[START OF RECORDS FOR THE EXERCISE]

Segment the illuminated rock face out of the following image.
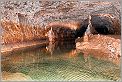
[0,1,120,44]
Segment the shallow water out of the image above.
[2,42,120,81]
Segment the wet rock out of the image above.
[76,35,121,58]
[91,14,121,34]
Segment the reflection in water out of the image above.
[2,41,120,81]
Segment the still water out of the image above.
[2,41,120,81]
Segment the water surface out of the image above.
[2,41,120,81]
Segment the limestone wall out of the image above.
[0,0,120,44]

[END OF RECORDS FOR THE EXERCISE]
[START OF RECORDS FOR THE EXERCISE]

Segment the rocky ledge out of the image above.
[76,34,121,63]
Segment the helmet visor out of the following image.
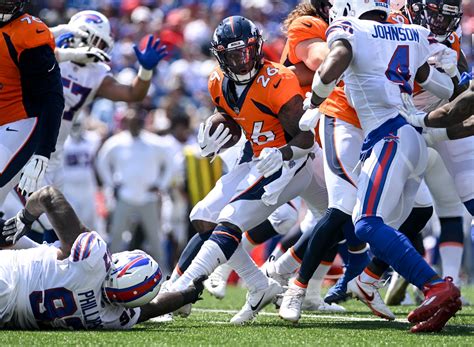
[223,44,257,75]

[END OF RECORDS FOR THE EXERCISE]
[START OF RECORDS FOR THE EXERCISE]

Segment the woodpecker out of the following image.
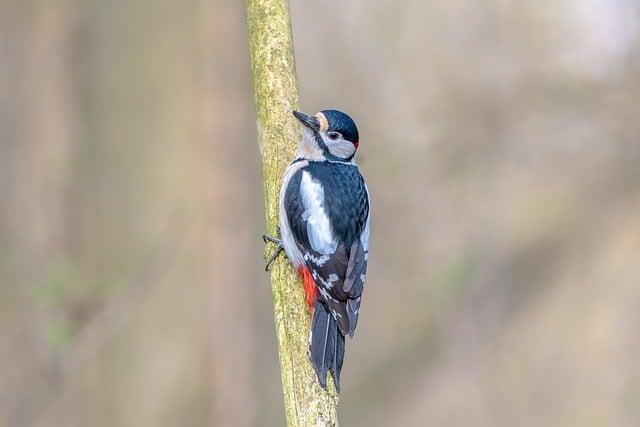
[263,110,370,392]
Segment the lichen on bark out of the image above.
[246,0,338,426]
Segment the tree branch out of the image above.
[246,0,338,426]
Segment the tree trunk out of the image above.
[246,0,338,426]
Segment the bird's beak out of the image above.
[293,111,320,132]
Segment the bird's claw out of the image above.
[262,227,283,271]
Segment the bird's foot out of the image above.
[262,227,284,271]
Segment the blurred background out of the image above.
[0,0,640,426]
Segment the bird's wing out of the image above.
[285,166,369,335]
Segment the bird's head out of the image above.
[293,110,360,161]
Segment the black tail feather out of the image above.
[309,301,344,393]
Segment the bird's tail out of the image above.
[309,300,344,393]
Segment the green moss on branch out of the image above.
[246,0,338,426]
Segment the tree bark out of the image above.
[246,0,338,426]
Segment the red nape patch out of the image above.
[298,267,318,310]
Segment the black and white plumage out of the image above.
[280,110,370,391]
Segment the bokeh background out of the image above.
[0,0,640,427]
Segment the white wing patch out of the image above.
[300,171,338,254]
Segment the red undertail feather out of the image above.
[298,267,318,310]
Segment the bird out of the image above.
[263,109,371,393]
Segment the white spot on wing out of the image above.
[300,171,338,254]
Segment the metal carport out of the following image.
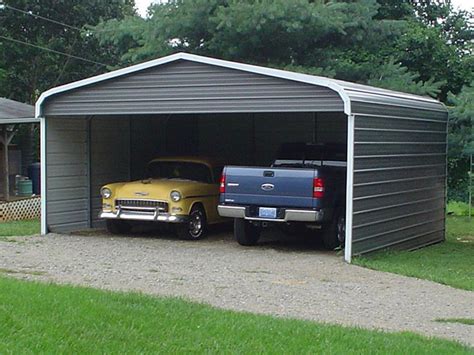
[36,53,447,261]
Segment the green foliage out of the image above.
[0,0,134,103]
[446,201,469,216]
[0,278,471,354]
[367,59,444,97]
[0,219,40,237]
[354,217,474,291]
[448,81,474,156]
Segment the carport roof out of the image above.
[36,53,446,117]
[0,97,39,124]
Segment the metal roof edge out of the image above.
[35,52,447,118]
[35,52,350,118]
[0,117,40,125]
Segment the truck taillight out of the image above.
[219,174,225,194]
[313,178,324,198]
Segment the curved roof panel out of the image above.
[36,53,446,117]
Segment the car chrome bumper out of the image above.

[END OF RECORDS FOR THE EXERCISE]

Write out, word for word, the lines starting at the one that contains "Segment the water" and ending at the one that contains "[0,0,120,44]", including both of those.

Segment the water surface out of the image above.
[2,41,120,81]
Segment the limestone wall out of the image above.
[0,0,120,44]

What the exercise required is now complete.